──────── Extract provided
Record basics
- Album name: Leftover Wine
- Artist name: Melanie
- Year: 1970
- Number of discs: one
- Label: Buddah Records
- Collection: Brenner / Gessner
- Distinguishing characteristics: RMP / ΤΕΦ is written on the album sleeve[1]
- Buy it on Amazon: $39.97
My review
Level of familiarity before listening
I’m not familiar with this record, but I’ve previously reviewed two others by Melanie:
- Affectionately Melanie (1969): 4/5
- Candles in the Rain (1970): 4/5
What I expected
The album cover says, “Recorded live at Margie’s birthday party.” I don’t know who Margie was (or is), but I guess that means it will be Melanie doing folk rock in concert.
What it was actually like
Based on the song Happy Birthday, it seems that Margie’s name is pronounced with a hard G, which is clearly psychopathic. Also, I hope Margie was not upset with this performance, since most of the songs seemed pretty serious for a birthday party: the style was quite spare, with just guitar and voice.
────────────────
──────── Extracted records
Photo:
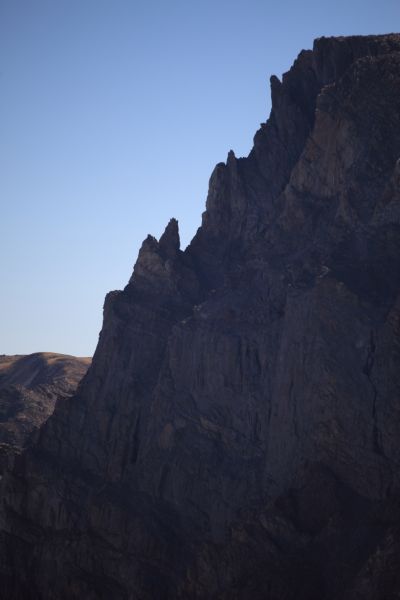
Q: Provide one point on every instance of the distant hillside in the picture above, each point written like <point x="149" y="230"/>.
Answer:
<point x="29" y="387"/>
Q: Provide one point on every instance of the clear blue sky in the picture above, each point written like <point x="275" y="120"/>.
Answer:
<point x="112" y="116"/>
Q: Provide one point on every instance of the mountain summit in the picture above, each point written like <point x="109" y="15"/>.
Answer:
<point x="237" y="435"/>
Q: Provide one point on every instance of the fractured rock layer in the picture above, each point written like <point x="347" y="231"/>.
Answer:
<point x="237" y="434"/>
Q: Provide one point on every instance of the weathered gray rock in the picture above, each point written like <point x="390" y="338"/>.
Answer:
<point x="237" y="435"/>
<point x="29" y="387"/>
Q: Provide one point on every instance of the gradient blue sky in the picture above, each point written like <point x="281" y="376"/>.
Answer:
<point x="112" y="116"/>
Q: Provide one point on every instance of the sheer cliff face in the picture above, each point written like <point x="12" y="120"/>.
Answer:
<point x="237" y="433"/>
<point x="29" y="387"/>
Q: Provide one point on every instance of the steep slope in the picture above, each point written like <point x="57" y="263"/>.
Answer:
<point x="237" y="434"/>
<point x="29" y="388"/>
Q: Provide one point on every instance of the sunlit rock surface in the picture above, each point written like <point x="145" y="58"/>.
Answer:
<point x="237" y="436"/>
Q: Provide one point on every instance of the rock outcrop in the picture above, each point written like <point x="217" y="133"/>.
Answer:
<point x="237" y="435"/>
<point x="29" y="387"/>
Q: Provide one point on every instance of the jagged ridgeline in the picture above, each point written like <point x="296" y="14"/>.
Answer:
<point x="238" y="433"/>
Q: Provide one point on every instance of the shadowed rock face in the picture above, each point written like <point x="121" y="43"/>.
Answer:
<point x="29" y="388"/>
<point x="237" y="436"/>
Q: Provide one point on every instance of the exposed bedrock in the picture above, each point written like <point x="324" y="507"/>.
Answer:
<point x="237" y="435"/>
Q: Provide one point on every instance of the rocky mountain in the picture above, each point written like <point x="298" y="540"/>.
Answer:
<point x="29" y="387"/>
<point x="237" y="435"/>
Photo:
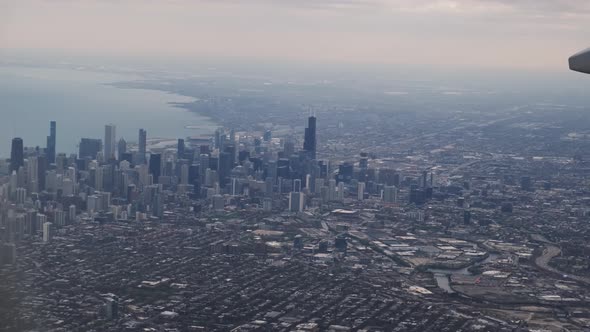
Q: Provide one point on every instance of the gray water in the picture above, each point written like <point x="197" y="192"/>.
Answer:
<point x="442" y="276"/>
<point x="82" y="102"/>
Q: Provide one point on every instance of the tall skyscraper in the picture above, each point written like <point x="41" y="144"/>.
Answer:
<point x="180" y="149"/>
<point x="142" y="146"/>
<point x="51" y="142"/>
<point x="155" y="166"/>
<point x="296" y="201"/>
<point x="121" y="149"/>
<point x="17" y="154"/>
<point x="109" y="141"/>
<point x="310" y="142"/>
<point x="47" y="231"/>
<point x="89" y="148"/>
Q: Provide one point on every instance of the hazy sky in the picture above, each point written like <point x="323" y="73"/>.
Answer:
<point x="491" y="33"/>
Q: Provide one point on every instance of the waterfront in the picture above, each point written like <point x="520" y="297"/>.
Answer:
<point x="82" y="102"/>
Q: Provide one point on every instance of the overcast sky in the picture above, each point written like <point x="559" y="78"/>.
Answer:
<point x="490" y="33"/>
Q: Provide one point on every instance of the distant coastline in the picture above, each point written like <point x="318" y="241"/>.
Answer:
<point x="82" y="102"/>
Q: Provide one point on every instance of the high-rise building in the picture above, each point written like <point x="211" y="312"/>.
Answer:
<point x="110" y="136"/>
<point x="361" y="191"/>
<point x="17" y="154"/>
<point x="156" y="166"/>
<point x="121" y="149"/>
<point x="41" y="172"/>
<point x="33" y="174"/>
<point x="180" y="149"/>
<point x="142" y="144"/>
<point x="297" y="185"/>
<point x="51" y="142"/>
<point x="310" y="142"/>
<point x="89" y="148"/>
<point x="47" y="231"/>
<point x="296" y="201"/>
<point x="224" y="168"/>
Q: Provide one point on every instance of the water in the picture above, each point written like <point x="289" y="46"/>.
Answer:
<point x="442" y="276"/>
<point x="82" y="102"/>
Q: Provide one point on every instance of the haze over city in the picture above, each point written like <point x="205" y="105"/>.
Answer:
<point x="328" y="165"/>
<point x="483" y="33"/>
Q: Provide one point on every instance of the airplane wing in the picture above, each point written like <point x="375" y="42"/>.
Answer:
<point x="581" y="61"/>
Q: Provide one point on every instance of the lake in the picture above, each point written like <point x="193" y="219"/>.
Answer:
<point x="82" y="102"/>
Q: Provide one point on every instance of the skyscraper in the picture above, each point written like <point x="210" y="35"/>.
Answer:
<point x="155" y="166"/>
<point x="121" y="149"/>
<point x="16" y="154"/>
<point x="142" y="146"/>
<point x="109" y="141"/>
<point x="310" y="143"/>
<point x="51" y="142"/>
<point x="89" y="147"/>
<point x="180" y="149"/>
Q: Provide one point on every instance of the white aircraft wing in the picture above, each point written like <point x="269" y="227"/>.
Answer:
<point x="581" y="61"/>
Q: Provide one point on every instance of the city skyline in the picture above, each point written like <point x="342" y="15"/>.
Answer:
<point x="460" y="33"/>
<point x="309" y="166"/>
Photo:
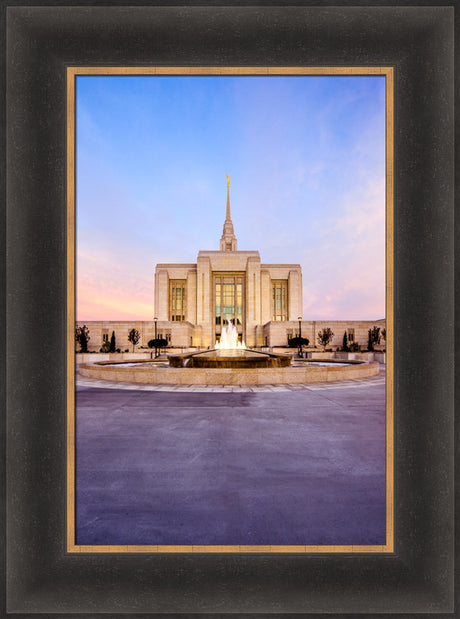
────────────────
Written problem 1:
Rewrite the part of the Leftover Wine review starting at "What it was" and ending at "guitar and voice.", substituting "piano" for "guitar".
Written problem 2:
According to the Leftover Wine review, which record label released the album?
Written problem 3:
List every Melanie album named in the Leftover Wine review.
The listing is separate material and has no connection to the text.

Written answer 1:
What it was actually like
Based on the song Happy Birthday, it seems that Margie’s name is pronounced with a hard G, which is clearly psychopathic. Also, I hope Margie was not upset with this performance, since most of the songs seemed pretty serious for a birthday party: the style was quite spare, with just piano and voice.

Written answer 2:
Buddah Records

Written answer 3:
Leftover Wine, Affectionately Melanie, Candles in the Rain